BEGIN READING PASSAGE

In a recent paper, published in Nature Biotechnology, scientists at the Wellcome Sanger Institute have developed a machine learning tool to improve the efficiency of prime editing – a gene editing technology. The tool is designed to reduce the trial and error involved in optimizing prime editing and to help researchers design the best fix for a given genetic flaw, potentially accelerating the development of new therapies for a range of diseases and expanding the applications of prime editing.
Prime editing vs CRISPR
Prime editing and CRISPR are both used to manipulate DNA sequences, but these technologies differ in their approach and potential applications. CRISPR-Cas9 editing, developed in 2012, is often described as “molecular scissors” that can disrupt target genes. Base editors, developed in 2016, build on the CRISPR-Cas9 technology and function more like “molecular pencils,” substituting single nucleotides. Prime editors, developed in 2019, are able to insert short DNA sequences without generating double-strand breaks or requiring an external template. Therefore, prime editors are sometimes described as “molecular word processors” that are able to perform “search and replace” operations directly on the genome.
This technology has the potential to revolutionize biotechnology and medicine, as small insertions of DNA sequences can have a profound impact on gene expression, protein function, and disease treatment. These small sequences can encode protein tags for purification and visualization, or manipulate protein function by altering protein localization, half-life or interaction profiles. Over 16,000 small deletion variants have been linked to disease, and prime editing could be used to restore the missing sequence. However, the prime editing system is complex and still being optimized, with further research needed to understand what factors affect its efficiency and the potential length range of insertions feasible with this technology.

END READING PASSAGE
BEGIN DATA SUPPLIED

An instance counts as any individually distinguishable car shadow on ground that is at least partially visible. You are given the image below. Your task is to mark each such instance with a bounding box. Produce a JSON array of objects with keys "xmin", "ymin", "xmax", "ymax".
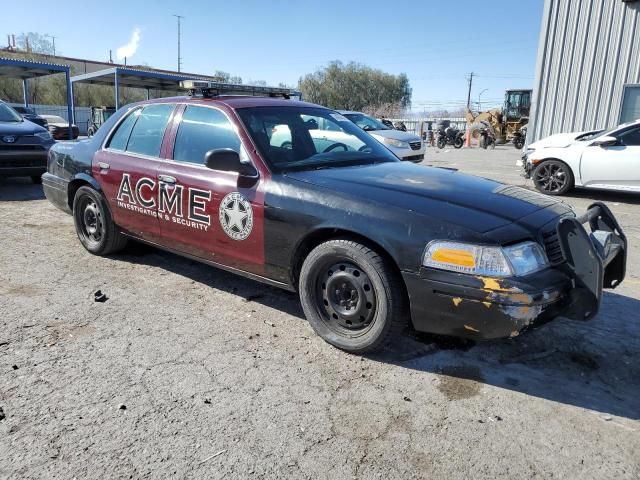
[
  {"xmin": 561, "ymin": 188, "xmax": 640, "ymax": 205},
  {"xmin": 371, "ymin": 292, "xmax": 640, "ymax": 420},
  {"xmin": 0, "ymin": 177, "xmax": 45, "ymax": 202},
  {"xmin": 112, "ymin": 243, "xmax": 640, "ymax": 419}
]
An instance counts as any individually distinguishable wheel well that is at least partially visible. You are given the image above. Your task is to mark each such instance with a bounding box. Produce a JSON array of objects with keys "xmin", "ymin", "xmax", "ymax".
[
  {"xmin": 67, "ymin": 178, "xmax": 93, "ymax": 211},
  {"xmin": 291, "ymin": 228, "xmax": 409, "ymax": 294}
]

END DATA SUPPLIED

● **ASSIGNED TASK 1**: For each of the three gene editing technologies compared in the prime editing article, give the nickname the article uses to describe it.
● **ASSIGNED TASK 2**: From the prime editing article, extract the passage between "Prime editing vs" and "on the genome.", inclusive.

● **TASK ANSWER 1**:
CRISPR-Cas9 editing: "molecular scissors"
Base editors: "molecular pencils"
Prime editors: "molecular word processors"

● **TASK ANSWER 2**:
Prime editing vs CRISPR
Prime editing and CRISPR are both used to manipulate DNA sequences, but these technologies differ in their approach and potential applications. CRISPR-Cas9 editing, developed in 2012, is often described as “molecular scissors” that can disrupt target genes. Base editors, developed in 2016, build on the CRISPR-Cas9 technology and function more like “molecular pencils,” substituting single nucleotides. Prime editors, developed in 2019, are able to insert short DNA sequences without generating double-strand breaks or requiring an external template. Therefore, prime editors are sometimes described as “molecular word processors” that are able to perform “search and replace” operations directly on the genome.